Beaucoup ont appelé à un arrêt du développement de l’IA superintelligente, comme en témoigne une lettre en mars 2023 appelant à un arrêt de 6 mois dans le développement de l’IA, signée par Elon Musk, le co-fondateur d’Apple Steve Wozniak, Emad Mostaque de Stability AI et des scientifiques pionniers de l’IA tels que Yoshua Bengio et Stuart Russel.

La plupart des experts en IA reconnaissent que la raison pour laquelle plusieurs entreprises sont engagées dans une course effrénée pour produire une superintelligence est l’incitation capitaliste à battre la concurrence. L’entreprise qui pourrait exploiter la superintelligence en premier est susceptible de surpasser ses pairs et de devenir l’entreprise la plus précieuse au monde.

Emad Mostaque, ancien responsable de Stability AI, voit la solution dans le passage de l’IAG à une IA « étroite » open-source, qui effectue des tâches spécifiques mieux que les humains, mais n’a ni intelligence générale ni autonomie. Mais cette approche ne compte pas beaucoup d’adeptes dans le monde de l’IA d’entreprise, et après son départ de Stability AI, il a été ridiculisé dans le magazine Forbes qui l’a décrit comme un mauvais PDG et « quelqu’un qui veut construire une IA pour les enfants au Malawi. »

Cette situation met en lumière un facteur majeur dans le développement de l’IA qui est souvent négligé ou sous-entendu dans les discussions autour des enjeux liés à l’IA. Le fait est que, par-delà toutes les promesses du monde édénique devant nous, l’IA est principalement un outil pour accroître la productivité. Autrement dit, c’est avant tout un outil conçu par des entreprises à but lucratif et pour des entreprises, dont le but ultime est de se débarrasser graduellement d’employés humains de plus en plus encombrants et coûteux.

Que l’IA crée une utopie ou une apocalypse, la plupart des experts en IA s’accordent à dire que la transition vers un avenir dominé par l’IA sera probablement difficile. Les étapes vers un futur sans travail commenceront par demander aux gens d’utiliser l’IA pour être plus productifs, jusqu’à ce que finalement l’IA puisse remplacer la plupart des employés humains.

=-=-=-=-=

◆ **CONSIGNE**
Dans le texte sur l'IA, reprenez tel quel le passage qui commence aux mots « Beaucoup ont appelé » et s'arrête après « et Stuart Russel. ». Les données qui suivent sont un contenu à part, sans lien avec le texte sur l'IA.

=-=-=-=-=

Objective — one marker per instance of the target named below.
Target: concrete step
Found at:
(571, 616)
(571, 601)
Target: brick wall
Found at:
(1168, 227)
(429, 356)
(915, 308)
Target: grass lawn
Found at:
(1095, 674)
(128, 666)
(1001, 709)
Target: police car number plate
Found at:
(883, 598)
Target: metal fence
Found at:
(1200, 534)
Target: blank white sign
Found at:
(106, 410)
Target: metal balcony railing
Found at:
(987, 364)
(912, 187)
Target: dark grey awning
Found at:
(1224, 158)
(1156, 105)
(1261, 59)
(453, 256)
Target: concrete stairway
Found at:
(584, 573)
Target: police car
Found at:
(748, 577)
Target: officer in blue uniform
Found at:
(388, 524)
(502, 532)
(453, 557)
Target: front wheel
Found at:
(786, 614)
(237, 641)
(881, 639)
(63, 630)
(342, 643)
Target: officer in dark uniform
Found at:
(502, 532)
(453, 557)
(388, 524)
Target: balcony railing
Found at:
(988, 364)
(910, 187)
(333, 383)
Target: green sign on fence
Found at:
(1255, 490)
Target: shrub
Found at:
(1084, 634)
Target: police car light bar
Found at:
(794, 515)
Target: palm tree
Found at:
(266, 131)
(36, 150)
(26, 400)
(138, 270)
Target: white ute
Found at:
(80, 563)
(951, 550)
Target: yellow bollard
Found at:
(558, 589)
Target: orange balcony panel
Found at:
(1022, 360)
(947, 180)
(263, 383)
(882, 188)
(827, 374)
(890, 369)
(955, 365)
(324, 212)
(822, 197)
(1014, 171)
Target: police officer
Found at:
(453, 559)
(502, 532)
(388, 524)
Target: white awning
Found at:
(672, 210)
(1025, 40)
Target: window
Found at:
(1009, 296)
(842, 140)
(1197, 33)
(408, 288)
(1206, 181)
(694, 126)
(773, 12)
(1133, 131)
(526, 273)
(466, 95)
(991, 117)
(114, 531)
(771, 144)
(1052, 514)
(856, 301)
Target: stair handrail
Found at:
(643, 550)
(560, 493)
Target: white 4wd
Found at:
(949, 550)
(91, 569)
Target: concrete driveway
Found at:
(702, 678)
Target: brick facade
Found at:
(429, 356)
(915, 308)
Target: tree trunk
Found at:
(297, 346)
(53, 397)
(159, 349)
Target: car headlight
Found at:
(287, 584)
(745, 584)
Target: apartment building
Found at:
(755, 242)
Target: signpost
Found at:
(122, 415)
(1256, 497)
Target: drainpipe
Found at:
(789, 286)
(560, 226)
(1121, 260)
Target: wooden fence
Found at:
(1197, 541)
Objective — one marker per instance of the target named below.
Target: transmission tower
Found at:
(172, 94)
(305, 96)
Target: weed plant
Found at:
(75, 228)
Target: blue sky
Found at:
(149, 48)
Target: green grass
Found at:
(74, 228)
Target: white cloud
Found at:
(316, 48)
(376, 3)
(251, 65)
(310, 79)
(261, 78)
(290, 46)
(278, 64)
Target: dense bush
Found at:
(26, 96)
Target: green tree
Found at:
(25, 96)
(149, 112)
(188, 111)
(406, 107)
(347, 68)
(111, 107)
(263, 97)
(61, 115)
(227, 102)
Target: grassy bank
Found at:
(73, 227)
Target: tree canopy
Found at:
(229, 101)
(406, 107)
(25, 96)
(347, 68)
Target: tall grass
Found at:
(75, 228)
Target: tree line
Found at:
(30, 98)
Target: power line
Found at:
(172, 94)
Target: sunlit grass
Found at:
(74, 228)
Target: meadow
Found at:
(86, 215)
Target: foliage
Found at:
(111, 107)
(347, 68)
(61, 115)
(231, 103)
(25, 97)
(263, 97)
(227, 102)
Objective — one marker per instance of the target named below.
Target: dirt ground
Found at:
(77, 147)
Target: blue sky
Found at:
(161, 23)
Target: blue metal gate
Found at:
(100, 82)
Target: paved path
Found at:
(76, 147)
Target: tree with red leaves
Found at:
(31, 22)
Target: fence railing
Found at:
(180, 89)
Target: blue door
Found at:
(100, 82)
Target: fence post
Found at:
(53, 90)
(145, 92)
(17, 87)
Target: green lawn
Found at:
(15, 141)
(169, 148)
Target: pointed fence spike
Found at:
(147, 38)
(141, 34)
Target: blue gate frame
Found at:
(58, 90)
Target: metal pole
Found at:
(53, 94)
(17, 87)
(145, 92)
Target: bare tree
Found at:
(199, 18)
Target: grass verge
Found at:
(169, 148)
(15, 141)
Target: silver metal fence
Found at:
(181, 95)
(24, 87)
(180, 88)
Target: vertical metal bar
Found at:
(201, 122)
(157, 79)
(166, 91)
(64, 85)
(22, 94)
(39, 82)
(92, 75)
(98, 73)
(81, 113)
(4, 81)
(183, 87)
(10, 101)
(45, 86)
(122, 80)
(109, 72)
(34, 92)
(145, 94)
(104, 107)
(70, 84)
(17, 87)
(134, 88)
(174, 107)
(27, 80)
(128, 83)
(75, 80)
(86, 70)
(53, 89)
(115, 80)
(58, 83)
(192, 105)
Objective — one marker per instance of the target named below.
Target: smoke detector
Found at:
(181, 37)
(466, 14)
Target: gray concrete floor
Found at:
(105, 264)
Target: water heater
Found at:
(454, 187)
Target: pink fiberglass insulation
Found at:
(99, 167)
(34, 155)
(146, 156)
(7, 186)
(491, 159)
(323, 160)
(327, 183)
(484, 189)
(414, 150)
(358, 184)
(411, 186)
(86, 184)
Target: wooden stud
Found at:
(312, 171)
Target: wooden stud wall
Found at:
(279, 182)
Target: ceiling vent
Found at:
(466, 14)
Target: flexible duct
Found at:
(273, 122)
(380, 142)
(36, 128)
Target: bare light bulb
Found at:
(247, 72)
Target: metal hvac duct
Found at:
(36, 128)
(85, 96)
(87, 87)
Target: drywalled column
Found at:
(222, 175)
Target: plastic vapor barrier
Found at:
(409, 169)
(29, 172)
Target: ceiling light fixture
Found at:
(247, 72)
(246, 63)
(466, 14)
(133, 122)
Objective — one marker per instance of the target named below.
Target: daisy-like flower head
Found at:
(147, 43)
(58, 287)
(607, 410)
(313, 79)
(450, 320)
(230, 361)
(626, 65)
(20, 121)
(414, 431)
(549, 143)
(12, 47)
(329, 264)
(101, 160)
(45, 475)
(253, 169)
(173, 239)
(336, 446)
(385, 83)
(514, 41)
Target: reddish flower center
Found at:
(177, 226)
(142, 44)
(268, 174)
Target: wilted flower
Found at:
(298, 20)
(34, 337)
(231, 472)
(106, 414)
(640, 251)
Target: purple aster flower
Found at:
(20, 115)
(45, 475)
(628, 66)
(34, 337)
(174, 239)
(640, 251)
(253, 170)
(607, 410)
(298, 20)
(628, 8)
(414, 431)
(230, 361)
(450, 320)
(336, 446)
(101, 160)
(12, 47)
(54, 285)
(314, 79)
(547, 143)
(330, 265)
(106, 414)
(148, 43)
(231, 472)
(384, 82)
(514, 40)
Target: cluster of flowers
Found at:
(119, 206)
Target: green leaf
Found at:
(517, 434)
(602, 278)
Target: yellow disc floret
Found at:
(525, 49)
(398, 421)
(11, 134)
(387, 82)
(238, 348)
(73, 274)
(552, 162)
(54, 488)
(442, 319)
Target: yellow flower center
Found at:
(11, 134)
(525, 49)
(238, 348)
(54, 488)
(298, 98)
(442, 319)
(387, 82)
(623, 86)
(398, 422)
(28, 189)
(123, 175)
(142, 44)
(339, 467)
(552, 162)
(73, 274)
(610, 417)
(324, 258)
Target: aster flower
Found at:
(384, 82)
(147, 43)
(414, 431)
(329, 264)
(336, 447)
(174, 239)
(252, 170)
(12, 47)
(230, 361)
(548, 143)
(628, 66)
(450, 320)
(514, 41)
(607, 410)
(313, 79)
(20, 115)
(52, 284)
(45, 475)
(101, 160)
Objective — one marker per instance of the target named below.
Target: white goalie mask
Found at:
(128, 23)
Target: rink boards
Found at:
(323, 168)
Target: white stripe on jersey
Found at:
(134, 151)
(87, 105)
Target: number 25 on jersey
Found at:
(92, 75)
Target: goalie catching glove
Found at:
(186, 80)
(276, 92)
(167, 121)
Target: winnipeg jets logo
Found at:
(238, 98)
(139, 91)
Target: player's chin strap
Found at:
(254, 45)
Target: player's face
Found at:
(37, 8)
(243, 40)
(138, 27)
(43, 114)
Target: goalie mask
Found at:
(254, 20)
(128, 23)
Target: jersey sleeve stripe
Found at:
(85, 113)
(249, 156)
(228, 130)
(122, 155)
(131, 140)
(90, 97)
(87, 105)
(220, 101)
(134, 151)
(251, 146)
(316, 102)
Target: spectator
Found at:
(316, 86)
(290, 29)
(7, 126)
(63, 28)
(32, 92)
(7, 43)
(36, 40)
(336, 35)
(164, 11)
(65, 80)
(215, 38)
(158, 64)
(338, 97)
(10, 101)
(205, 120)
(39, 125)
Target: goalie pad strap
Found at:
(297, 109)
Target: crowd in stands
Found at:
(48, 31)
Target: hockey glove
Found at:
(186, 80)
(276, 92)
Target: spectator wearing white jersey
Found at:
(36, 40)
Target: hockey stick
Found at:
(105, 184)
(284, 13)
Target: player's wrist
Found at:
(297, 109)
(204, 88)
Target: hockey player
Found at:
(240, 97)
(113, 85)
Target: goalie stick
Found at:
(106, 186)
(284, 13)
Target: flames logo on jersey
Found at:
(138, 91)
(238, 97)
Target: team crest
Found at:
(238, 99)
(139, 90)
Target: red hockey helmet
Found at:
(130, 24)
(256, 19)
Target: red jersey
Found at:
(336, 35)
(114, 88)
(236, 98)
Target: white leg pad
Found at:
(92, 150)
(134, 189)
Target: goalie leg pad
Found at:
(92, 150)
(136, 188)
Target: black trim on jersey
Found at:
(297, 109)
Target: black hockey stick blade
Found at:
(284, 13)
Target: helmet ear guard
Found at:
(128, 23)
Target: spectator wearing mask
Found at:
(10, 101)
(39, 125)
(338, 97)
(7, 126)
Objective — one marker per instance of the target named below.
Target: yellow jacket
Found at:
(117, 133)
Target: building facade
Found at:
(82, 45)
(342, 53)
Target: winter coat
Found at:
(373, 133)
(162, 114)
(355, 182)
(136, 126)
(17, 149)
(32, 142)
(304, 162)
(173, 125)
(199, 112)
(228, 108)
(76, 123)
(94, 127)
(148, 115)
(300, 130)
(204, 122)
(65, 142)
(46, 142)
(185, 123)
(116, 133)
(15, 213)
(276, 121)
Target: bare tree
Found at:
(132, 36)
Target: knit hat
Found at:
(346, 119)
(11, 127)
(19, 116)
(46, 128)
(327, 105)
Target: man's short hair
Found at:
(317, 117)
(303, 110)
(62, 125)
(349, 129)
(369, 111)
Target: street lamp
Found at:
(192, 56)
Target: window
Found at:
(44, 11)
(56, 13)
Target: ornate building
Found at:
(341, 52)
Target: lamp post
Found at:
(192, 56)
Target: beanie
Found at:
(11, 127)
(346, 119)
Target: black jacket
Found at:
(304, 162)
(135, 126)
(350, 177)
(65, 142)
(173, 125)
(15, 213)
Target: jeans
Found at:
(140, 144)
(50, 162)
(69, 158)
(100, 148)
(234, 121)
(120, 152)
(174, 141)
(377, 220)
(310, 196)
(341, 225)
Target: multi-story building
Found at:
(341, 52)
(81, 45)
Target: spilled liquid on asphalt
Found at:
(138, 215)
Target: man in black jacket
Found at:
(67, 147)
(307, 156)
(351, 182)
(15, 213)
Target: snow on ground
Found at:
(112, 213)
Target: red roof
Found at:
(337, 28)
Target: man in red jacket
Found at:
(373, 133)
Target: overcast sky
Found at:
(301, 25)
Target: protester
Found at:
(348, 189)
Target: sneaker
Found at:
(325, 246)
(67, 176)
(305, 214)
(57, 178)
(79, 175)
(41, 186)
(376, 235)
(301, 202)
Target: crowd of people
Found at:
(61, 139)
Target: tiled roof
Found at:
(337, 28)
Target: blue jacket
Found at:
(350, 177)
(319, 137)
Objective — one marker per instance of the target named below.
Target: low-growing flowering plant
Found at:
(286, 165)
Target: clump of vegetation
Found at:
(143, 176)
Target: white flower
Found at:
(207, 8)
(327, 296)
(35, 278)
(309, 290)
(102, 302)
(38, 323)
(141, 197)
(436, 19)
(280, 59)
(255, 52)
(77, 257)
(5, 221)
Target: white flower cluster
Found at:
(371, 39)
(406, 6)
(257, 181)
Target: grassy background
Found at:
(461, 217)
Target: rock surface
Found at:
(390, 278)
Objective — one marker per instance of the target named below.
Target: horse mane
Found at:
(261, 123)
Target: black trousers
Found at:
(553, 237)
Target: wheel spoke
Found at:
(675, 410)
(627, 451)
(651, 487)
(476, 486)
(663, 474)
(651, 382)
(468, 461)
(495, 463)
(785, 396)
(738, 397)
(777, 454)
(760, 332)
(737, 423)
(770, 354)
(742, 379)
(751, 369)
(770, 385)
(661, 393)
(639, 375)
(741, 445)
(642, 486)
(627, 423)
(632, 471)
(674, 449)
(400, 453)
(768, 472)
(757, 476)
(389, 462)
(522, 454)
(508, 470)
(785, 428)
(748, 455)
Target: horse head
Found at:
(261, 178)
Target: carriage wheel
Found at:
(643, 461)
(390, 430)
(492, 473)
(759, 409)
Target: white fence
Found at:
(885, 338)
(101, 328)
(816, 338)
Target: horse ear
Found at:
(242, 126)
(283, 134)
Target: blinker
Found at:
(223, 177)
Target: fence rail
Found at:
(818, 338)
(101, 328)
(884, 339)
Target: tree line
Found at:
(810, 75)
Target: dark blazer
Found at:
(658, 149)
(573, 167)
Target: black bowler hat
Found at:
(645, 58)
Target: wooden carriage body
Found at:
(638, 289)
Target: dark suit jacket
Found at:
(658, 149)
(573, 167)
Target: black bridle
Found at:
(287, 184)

=-=-=-=-=

◆ **RÉPONSE**
Beaucoup ont appelé à un arrêt du développement de l’IA superintelligente, comme en témoigne une lettre en mars 2023 appelant à un arrêt de 6 mois dans le développement de l’IA, signée par Elon Musk, le co-fondateur d’Apple Steve Wozniak, Emad Mostaque de Stability AI et des scientifiques pionniers de l’IA tels que Yoshua Bengio et Stuart Russel.